Switch every "desert shrub" in the items below to "dry-land bush", changing nothing else, and reproduce the items with the pictures left out.

───── ENTRIES SUPPLIED ─────

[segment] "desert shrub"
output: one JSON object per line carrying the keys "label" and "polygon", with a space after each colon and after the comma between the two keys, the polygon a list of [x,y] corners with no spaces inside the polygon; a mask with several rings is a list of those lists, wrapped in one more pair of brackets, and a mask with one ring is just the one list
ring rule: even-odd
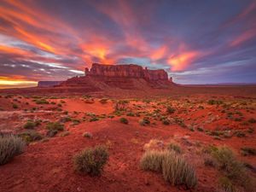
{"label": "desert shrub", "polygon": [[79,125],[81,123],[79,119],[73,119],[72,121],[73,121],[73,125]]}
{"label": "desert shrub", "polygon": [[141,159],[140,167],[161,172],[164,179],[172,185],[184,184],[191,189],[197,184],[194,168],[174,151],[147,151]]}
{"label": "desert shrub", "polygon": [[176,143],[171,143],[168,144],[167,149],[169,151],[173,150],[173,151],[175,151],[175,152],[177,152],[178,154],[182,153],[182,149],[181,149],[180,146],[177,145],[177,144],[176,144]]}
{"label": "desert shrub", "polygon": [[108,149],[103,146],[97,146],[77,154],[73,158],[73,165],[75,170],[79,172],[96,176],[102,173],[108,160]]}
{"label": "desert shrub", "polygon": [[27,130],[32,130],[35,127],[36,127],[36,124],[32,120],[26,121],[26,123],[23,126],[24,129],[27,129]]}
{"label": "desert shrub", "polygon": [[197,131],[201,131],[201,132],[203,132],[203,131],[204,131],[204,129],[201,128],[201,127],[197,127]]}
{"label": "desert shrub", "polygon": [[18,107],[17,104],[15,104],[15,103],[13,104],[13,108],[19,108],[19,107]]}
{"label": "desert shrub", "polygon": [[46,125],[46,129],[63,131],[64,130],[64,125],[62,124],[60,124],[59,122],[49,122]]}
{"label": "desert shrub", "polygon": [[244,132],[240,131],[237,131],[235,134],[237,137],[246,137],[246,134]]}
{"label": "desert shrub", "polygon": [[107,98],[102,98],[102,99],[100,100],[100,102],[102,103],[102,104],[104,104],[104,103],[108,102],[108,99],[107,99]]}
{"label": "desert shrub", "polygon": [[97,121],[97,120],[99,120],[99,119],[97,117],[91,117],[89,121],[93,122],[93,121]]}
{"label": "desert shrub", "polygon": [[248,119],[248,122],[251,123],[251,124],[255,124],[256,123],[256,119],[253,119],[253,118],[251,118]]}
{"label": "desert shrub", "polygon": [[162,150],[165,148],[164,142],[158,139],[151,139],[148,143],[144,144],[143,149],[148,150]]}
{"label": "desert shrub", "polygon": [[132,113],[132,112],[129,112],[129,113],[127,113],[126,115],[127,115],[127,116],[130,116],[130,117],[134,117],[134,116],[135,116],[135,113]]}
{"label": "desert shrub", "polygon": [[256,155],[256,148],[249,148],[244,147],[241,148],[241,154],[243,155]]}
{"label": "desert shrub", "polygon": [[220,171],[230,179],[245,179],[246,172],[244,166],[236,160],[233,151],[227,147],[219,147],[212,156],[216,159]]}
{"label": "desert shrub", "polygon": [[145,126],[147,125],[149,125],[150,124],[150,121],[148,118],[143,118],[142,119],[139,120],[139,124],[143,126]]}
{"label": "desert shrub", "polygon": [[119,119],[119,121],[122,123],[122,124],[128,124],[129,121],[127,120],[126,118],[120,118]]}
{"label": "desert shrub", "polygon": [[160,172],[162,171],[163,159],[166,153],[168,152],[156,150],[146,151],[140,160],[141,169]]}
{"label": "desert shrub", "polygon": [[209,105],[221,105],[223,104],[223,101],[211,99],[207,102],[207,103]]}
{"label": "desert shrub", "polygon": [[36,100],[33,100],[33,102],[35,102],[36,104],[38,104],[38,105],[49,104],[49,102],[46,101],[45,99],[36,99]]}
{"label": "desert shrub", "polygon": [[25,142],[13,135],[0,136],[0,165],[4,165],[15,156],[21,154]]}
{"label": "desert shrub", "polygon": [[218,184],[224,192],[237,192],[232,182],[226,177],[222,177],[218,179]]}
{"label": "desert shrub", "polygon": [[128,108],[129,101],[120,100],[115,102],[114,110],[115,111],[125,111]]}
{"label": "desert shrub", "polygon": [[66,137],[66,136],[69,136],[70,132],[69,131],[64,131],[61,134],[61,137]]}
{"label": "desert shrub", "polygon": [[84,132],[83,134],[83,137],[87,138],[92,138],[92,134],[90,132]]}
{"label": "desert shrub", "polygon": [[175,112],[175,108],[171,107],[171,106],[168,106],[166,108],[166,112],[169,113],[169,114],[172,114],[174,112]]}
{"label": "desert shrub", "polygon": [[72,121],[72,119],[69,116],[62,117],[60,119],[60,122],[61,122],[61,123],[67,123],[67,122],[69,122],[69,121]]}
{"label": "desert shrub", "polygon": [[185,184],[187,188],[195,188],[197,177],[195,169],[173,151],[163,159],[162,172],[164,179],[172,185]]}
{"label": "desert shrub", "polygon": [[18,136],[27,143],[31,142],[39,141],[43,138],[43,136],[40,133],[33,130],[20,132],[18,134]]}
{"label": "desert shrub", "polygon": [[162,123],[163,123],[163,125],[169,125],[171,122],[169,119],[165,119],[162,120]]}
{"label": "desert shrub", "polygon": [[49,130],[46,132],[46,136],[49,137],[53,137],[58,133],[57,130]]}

─────

EXERCISE RESULT:
[segment] "dry-land bush"
output: one JSON object per line carrying the keys "label" and "polygon", with a space after each colon and after the comma between the two keys, the polygon a list of [x,y] corners with no spaces inside the polygon; a mask with several rings is a list of those lists, wrapped in one more pair of brackets, and a mask with one ring is just the one list
ring rule: even-odd
{"label": "dry-land bush", "polygon": [[79,125],[81,123],[79,119],[73,119],[72,121],[73,121],[73,125]]}
{"label": "dry-land bush", "polygon": [[141,159],[140,167],[161,172],[164,179],[172,185],[184,184],[191,189],[197,184],[194,168],[174,151],[147,151]]}
{"label": "dry-land bush", "polygon": [[176,143],[171,143],[168,144],[167,149],[169,151],[173,150],[173,151],[175,151],[175,152],[177,152],[178,154],[182,153],[182,149],[181,149],[180,146],[177,145],[177,144],[176,144]]}
{"label": "dry-land bush", "polygon": [[108,149],[103,146],[97,146],[77,154],[73,158],[73,165],[75,170],[79,172],[96,176],[102,173],[108,160]]}
{"label": "dry-land bush", "polygon": [[27,130],[32,130],[35,127],[36,127],[36,124],[32,120],[26,121],[26,123],[23,126],[24,129],[27,129]]}
{"label": "dry-land bush", "polygon": [[197,131],[201,131],[201,132],[203,132],[203,131],[204,131],[204,129],[201,128],[201,127],[197,127]]}
{"label": "dry-land bush", "polygon": [[18,107],[17,104],[15,104],[15,103],[13,104],[13,108],[19,108],[19,107]]}
{"label": "dry-land bush", "polygon": [[46,125],[46,129],[63,131],[64,130],[64,125],[62,124],[60,124],[59,122],[49,122]]}
{"label": "dry-land bush", "polygon": [[244,132],[240,131],[237,131],[235,134],[237,137],[246,137],[246,134]]}
{"label": "dry-land bush", "polygon": [[107,98],[102,98],[102,99],[100,100],[100,102],[102,103],[102,104],[104,104],[104,103],[108,102],[108,99],[107,99]]}
{"label": "dry-land bush", "polygon": [[97,121],[97,120],[99,120],[99,119],[97,117],[91,117],[89,121],[93,122],[93,121]]}
{"label": "dry-land bush", "polygon": [[248,119],[248,122],[251,123],[251,124],[255,124],[256,123],[256,119],[253,119],[253,118],[251,118]]}
{"label": "dry-land bush", "polygon": [[162,150],[165,148],[164,142],[158,139],[151,139],[148,143],[144,144],[143,149],[148,150]]}
{"label": "dry-land bush", "polygon": [[132,113],[132,112],[129,112],[129,113],[127,113],[126,115],[127,115],[127,116],[130,116],[130,117],[134,117],[134,116],[135,116],[135,113]]}
{"label": "dry-land bush", "polygon": [[256,155],[256,148],[249,148],[244,147],[241,148],[241,154],[243,155]]}
{"label": "dry-land bush", "polygon": [[220,171],[230,179],[245,179],[246,172],[244,166],[236,160],[233,151],[227,147],[219,147],[212,156],[216,159]]}
{"label": "dry-land bush", "polygon": [[145,126],[147,125],[149,125],[150,124],[150,121],[148,118],[143,118],[142,119],[139,120],[139,124],[143,126]]}
{"label": "dry-land bush", "polygon": [[119,119],[119,121],[122,123],[122,124],[128,124],[129,121],[127,120],[126,118],[120,118]]}
{"label": "dry-land bush", "polygon": [[160,172],[162,171],[163,159],[166,153],[168,152],[156,150],[146,151],[140,160],[141,169]]}
{"label": "dry-land bush", "polygon": [[209,105],[221,105],[223,104],[223,101],[211,99],[207,102],[207,103]]}
{"label": "dry-land bush", "polygon": [[36,100],[33,100],[33,102],[35,102],[36,104],[38,104],[38,105],[49,104],[49,102],[46,101],[45,99],[36,99]]}
{"label": "dry-land bush", "polygon": [[25,142],[13,135],[0,136],[0,165],[4,165],[15,156],[21,154]]}
{"label": "dry-land bush", "polygon": [[218,184],[224,192],[237,192],[232,182],[226,177],[222,177],[218,179]]}
{"label": "dry-land bush", "polygon": [[128,108],[129,101],[120,100],[115,102],[114,110],[115,111],[125,111]]}
{"label": "dry-land bush", "polygon": [[66,137],[66,136],[69,136],[70,132],[69,131],[64,131],[61,134],[61,137]]}
{"label": "dry-land bush", "polygon": [[84,132],[83,134],[83,137],[87,138],[92,138],[92,134],[90,132]]}
{"label": "dry-land bush", "polygon": [[175,112],[175,108],[171,107],[171,106],[168,106],[166,108],[166,112],[169,113],[169,114],[172,114],[174,112]]}
{"label": "dry-land bush", "polygon": [[72,121],[72,119],[69,116],[62,117],[60,119],[60,122],[61,122],[61,123],[67,123],[67,122],[69,122],[69,121]]}
{"label": "dry-land bush", "polygon": [[185,184],[187,188],[195,188],[197,177],[195,169],[173,151],[163,159],[162,172],[164,179],[172,185]]}
{"label": "dry-land bush", "polygon": [[18,136],[27,143],[31,142],[39,141],[43,138],[43,136],[40,133],[33,130],[20,132],[18,134]]}
{"label": "dry-land bush", "polygon": [[162,123],[163,123],[163,125],[169,125],[171,122],[169,119],[165,119],[162,120]]}
{"label": "dry-land bush", "polygon": [[49,130],[46,132],[46,136],[49,137],[53,137],[58,133],[57,130]]}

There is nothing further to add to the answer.